• Problem
Below is a listing; write it out exactly and drop any images from it.

• Dataset records
■ ■ ■ ■ ■
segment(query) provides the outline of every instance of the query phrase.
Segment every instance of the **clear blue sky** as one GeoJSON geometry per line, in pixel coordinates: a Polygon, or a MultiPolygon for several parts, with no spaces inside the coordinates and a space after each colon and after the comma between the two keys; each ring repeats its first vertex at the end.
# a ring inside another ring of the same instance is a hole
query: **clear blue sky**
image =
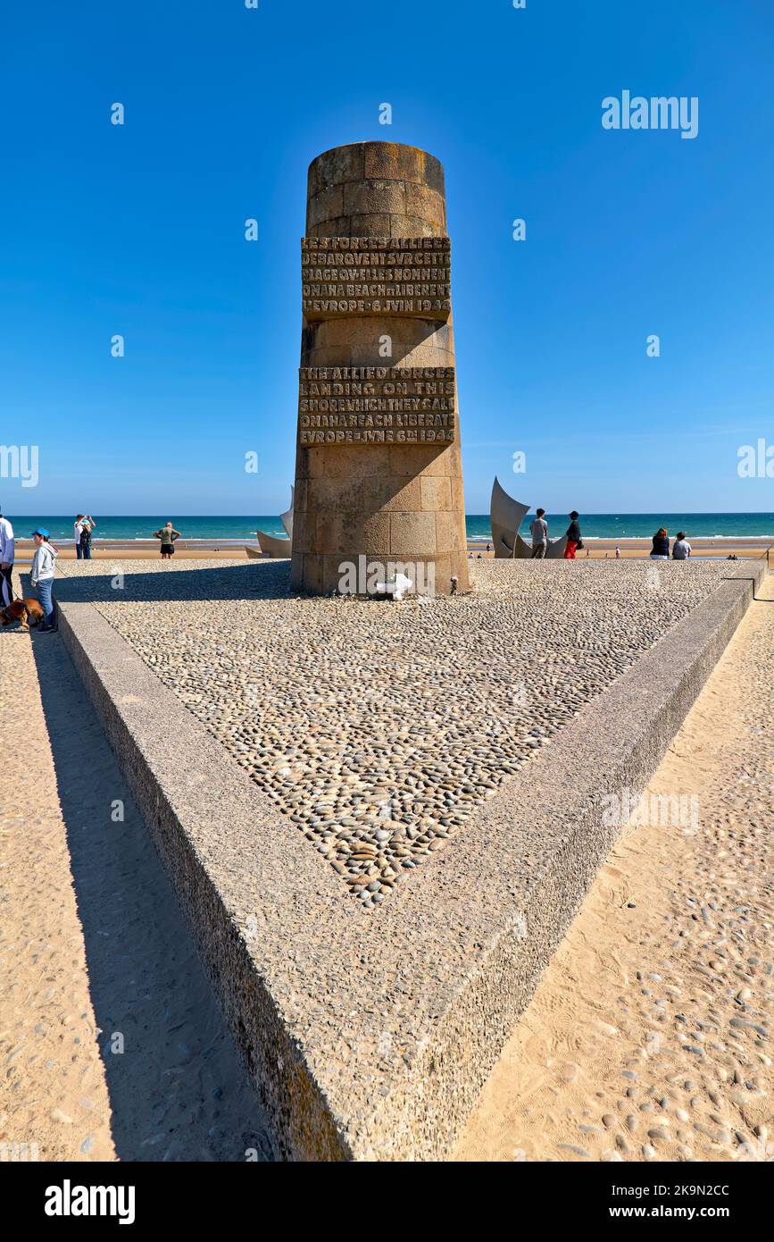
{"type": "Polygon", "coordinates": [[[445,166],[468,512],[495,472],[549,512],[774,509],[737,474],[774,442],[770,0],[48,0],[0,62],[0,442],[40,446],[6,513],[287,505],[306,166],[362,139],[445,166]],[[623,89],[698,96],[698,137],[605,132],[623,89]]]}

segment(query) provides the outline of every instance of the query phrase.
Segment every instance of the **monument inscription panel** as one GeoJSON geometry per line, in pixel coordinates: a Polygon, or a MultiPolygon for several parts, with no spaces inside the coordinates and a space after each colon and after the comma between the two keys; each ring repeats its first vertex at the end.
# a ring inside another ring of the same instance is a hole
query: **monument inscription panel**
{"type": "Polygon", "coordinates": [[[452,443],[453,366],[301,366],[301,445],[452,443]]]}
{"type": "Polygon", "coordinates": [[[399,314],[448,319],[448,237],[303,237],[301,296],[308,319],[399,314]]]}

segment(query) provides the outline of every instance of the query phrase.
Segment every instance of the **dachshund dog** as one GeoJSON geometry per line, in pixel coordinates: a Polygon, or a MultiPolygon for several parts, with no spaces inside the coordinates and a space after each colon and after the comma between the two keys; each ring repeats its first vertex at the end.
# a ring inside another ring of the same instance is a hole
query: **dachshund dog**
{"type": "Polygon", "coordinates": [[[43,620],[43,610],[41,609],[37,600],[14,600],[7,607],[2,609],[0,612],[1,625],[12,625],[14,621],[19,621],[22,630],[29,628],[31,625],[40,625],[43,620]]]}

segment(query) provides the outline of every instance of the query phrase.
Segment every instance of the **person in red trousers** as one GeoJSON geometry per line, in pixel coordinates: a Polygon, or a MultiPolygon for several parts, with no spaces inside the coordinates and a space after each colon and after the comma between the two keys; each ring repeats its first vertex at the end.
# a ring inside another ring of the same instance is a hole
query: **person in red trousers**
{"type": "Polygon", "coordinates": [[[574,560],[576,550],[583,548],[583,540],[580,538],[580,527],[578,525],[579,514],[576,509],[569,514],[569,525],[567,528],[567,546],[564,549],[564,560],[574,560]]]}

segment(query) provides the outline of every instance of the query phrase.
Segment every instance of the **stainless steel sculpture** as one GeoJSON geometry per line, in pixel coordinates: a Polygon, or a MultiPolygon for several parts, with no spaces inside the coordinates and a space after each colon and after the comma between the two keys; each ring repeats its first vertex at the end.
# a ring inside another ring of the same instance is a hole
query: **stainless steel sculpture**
■ ■ ■ ■ ■
• The reply
segment(query) provides the outline of every instance of the query phrase.
Segment every instance of the **clear blue sky** as one GeoJSON geometry per line, in pixel coordinates: a Polygon, or a MultiPolygon for several parts, with no spaces inside the coordinates and a space after each colon and after the comma between the two keys; each ring repeats its first vertex at the end.
# a ring inside another ring of the same instance is a hole
query: **clear blue sky**
image =
{"type": "Polygon", "coordinates": [[[445,166],[468,512],[495,472],[549,512],[774,509],[737,474],[774,442],[770,0],[48,0],[0,62],[0,442],[40,446],[6,513],[287,505],[306,166],[362,139],[445,166]],[[623,89],[698,96],[698,137],[605,132],[623,89]]]}

segment(query) provides the outline of every instance of the query phrase.
Segment every instance of the **monument inscription panel** as one GeoJSON geometry per line, in pixel coordinates: a Polygon, or a MultiPolygon for several parts, with no spaces inside the coordinates and a space after each colon and after the comma between the two keys; each ring repeats its first vertex at the end.
# a ring inside another ring of the same instance is a hole
query: **monument inscription panel**
{"type": "Polygon", "coordinates": [[[452,443],[453,366],[301,366],[301,445],[452,443]]]}
{"type": "Polygon", "coordinates": [[[399,314],[448,319],[448,237],[303,237],[301,296],[308,319],[399,314]]]}

segment(query) provides the outline of every instance of the query phrase.
Segment every instance of the **dachshund dog** as one GeoJSON geometry per line, in pixel coordinates: a Polygon, or a MultiPolygon for several parts, with no spaces inside the coordinates and a space after each colon and after the comma between the two keys; each ring repeats its first vertex at the end.
# a ring inside another ring of the same instance is a hole
query: **dachshund dog**
{"type": "Polygon", "coordinates": [[[43,620],[43,610],[41,609],[37,600],[14,600],[7,607],[2,609],[0,612],[1,625],[12,625],[14,621],[19,621],[22,630],[29,628],[31,625],[40,625],[43,620]]]}

segment(query) provides the outline of every instance of the query phrase.
Segment every instance of the **person in red trousers** as one GeoJSON geometry per line, in pixel coordinates: a Polygon, or a MultiPolygon for several parts, with no spaces inside the coordinates and a space after each colon and after the comma between the two keys; each ring repeats its first vertex at the end.
# a ring inside another ring of the same instance is a hole
query: **person in red trousers**
{"type": "Polygon", "coordinates": [[[574,560],[576,550],[583,548],[583,540],[580,538],[580,527],[578,525],[579,514],[576,509],[569,514],[569,525],[567,528],[567,546],[564,549],[564,560],[574,560]]]}

segment(query) provides the outline of every instance of the query phrase.
Segment every instance of the **stainless steel sculpture** as one GeoJSON geometry per line, in pixel coordinates: a Polygon, or a MultiPolygon for several parts, with no spaces inside the coordinates and a space after each colon and after the comma between the two keys; each ring repeats its first vertex at the end.
# a ring inside another ring of the same instance is a hole
query: **stainless steel sculpture**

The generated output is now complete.